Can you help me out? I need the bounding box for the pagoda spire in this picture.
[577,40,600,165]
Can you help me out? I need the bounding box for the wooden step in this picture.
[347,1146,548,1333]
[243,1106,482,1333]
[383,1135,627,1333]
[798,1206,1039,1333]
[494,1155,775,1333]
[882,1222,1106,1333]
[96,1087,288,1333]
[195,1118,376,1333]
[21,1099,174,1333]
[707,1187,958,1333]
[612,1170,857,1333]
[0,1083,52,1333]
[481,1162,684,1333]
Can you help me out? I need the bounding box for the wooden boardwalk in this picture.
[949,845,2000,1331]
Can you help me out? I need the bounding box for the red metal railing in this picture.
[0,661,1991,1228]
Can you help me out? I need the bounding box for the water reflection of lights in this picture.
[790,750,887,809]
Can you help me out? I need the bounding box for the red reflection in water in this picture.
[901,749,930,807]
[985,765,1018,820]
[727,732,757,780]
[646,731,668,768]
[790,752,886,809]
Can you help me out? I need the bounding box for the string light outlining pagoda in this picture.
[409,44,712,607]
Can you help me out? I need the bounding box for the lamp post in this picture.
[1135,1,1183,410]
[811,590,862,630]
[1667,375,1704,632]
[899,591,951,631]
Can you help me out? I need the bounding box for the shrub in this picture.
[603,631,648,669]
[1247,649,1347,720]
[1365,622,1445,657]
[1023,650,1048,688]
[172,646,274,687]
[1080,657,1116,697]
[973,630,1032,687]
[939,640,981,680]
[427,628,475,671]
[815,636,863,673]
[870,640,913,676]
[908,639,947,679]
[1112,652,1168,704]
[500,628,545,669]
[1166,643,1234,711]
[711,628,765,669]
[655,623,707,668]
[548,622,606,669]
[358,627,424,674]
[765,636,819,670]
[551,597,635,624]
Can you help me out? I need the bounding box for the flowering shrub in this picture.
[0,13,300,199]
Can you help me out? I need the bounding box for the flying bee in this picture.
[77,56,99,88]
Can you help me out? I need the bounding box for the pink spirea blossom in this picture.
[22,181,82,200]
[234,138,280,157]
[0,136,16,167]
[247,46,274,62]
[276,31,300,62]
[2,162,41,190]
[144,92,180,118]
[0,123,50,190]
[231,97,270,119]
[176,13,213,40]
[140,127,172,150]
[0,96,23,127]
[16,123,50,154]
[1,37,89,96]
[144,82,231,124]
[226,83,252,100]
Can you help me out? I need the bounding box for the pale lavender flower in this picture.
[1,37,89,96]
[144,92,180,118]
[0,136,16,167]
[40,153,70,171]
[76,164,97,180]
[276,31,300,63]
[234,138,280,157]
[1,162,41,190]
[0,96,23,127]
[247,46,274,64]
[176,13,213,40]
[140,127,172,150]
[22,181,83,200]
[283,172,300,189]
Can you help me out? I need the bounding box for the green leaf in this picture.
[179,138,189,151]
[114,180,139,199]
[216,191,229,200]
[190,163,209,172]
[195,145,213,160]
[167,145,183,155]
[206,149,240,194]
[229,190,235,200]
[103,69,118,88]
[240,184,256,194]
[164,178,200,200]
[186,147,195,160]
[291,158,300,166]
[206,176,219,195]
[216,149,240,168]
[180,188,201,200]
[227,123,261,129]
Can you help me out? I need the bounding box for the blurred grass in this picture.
####################
### WHAT YOU SHOULD DO
The answer must be every record above, repeated exactly as written.

### EXPECTED OUTPUT
Can you help me out? I need the bounding box for the pagoda spire in this picture.
[577,40,600,165]
Can you help me out? I need the bounding box for the wooden step in this picture.
[347,1146,548,1333]
[243,1106,482,1333]
[383,1135,627,1333]
[798,1206,1039,1333]
[494,1155,775,1333]
[882,1222,1106,1333]
[96,1087,288,1333]
[195,1118,376,1333]
[21,1099,174,1333]
[707,1187,958,1333]
[612,1170,857,1333]
[0,1083,52,1333]
[481,1162,684,1333]
Can you help me out? I need the bounding box for the wooden boardwalk in this picture.
[949,845,2000,1331]
Can you help me out? I need the bounding box for the red metal railing in this picture.
[0,661,1991,1228]
Can you help me out? I need the bounding box for the water reflection of lights in this picture.
[790,750,887,809]
Can you help me out? I need the bounding box for the red reflection in water in this picture.
[901,749,930,807]
[985,765,1018,820]
[727,732,757,780]
[646,731,668,768]
[790,752,886,809]
Can you help me out? I need the bounding box for the string light outlining pagoda in this picture.
[409,44,712,607]
Can you help me out? I need the bounding box for the lamp post in this picture.
[1135,1,1183,410]
[811,590,862,630]
[1667,375,1704,632]
[899,591,951,631]
Can you help me out? I need the bounding box for the shrub in this picture.
[603,631,648,669]
[1247,649,1347,720]
[1365,622,1445,657]
[1023,650,1048,688]
[172,646,274,687]
[1080,657,1116,697]
[973,630,1032,687]
[939,640,981,680]
[427,628,475,671]
[815,636,863,673]
[870,640,913,676]
[908,639,947,679]
[1112,652,1168,704]
[500,628,545,669]
[1166,643,1234,711]
[711,628,765,669]
[655,623,707,668]
[548,622,606,669]
[358,627,424,674]
[765,636,819,670]
[551,597,635,624]
Can you help me out? I need the bounding box for the flowering shrub in this picture.
[0,13,300,199]
Can you help me out? I need the bounding box for the flying bee in this picture.
[77,56,99,88]
Can you help me out? I need the bounding box for the pink spirea blossom in this picture.
[22,181,82,200]
[234,138,280,157]
[0,136,16,167]
[247,46,274,62]
[276,31,300,62]
[2,162,41,190]
[144,92,180,118]
[0,123,50,190]
[231,97,270,119]
[176,13,213,40]
[140,127,172,150]
[0,96,23,127]
[16,123,50,154]
[1,37,89,96]
[144,82,231,124]
[226,83,252,100]
Can you help me out? I need the bounding box for the pale lavender flower in this picture.
[1,37,89,96]
[144,92,180,118]
[0,136,16,167]
[40,153,70,171]
[76,164,97,180]
[276,31,300,63]
[234,138,280,157]
[1,162,41,190]
[0,96,23,127]
[247,46,274,64]
[176,13,213,40]
[140,127,172,150]
[22,181,83,200]
[283,172,300,189]
Can you help me out? I need the bounding box for the green leaf in this picture.
[179,138,189,151]
[114,180,139,199]
[216,191,229,200]
[190,163,209,172]
[195,145,213,160]
[167,145,183,155]
[206,149,240,194]
[229,190,235,200]
[103,69,118,88]
[240,184,256,194]
[164,178,200,200]
[186,147,195,160]
[291,158,300,166]
[206,176,219,195]
[216,149,240,168]
[180,188,201,200]
[227,123,261,129]
Can you help me out? I need the bounding box for the blurred grass in this picture.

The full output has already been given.